§ Your task: Would you copy out the material from the line containing "In this exercise you will indicate the white" through the line containing "[(171, 137)]", inclusive, with nothing left out, and shift every answer point by adding 46 to each of its coordinates? Leave the numbers in the labeling instructions unchanged, and reproduce only those lines.

-- Records to use start --

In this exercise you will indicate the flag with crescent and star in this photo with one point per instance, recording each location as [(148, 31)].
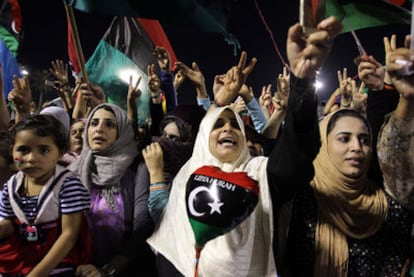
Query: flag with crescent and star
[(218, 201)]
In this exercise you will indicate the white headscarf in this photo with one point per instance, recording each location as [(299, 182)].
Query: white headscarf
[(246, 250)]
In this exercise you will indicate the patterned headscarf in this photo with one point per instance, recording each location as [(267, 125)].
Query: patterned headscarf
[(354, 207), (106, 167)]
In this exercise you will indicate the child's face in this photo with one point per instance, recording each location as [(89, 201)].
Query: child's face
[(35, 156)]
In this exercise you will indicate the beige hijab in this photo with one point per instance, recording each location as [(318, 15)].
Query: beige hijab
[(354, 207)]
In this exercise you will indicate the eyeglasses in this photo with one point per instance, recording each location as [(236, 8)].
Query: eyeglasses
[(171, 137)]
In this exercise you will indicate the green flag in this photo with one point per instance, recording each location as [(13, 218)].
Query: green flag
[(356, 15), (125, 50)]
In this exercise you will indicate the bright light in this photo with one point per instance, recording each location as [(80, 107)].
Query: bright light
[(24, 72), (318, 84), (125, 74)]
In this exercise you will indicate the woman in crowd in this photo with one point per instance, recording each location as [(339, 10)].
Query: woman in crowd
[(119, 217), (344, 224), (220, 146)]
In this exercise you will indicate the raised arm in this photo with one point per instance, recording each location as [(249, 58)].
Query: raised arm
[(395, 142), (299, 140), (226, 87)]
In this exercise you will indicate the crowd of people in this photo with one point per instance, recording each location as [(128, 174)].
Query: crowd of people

-- Records to use end --

§ Problem solution:
In this exercise you will indicate the white headscarf in this photo with one point per instance, recording each location as [(299, 182)].
Query: white headscarf
[(292, 296)]
In this exercise you will indicate the patterned headscarf in this photo with one point per instance, recording each location as [(267, 125)].
Query: patterned headscarf
[(400, 253), (152, 213)]
In this exercise you will indicate the child's face in this photo with one point per instance, recording each location as [(89, 201)].
Query: child's face
[(81, 202)]
In this exercise you will indicate the beige hijab in this photo with one point per instance, recording each location as [(318, 15)].
Query: beige hijab
[(400, 253)]
In this exercise you will indicate the eyeglasses in this photo with one point per instance, recording each location as [(236, 8)].
Query: eyeglasses
[(217, 183)]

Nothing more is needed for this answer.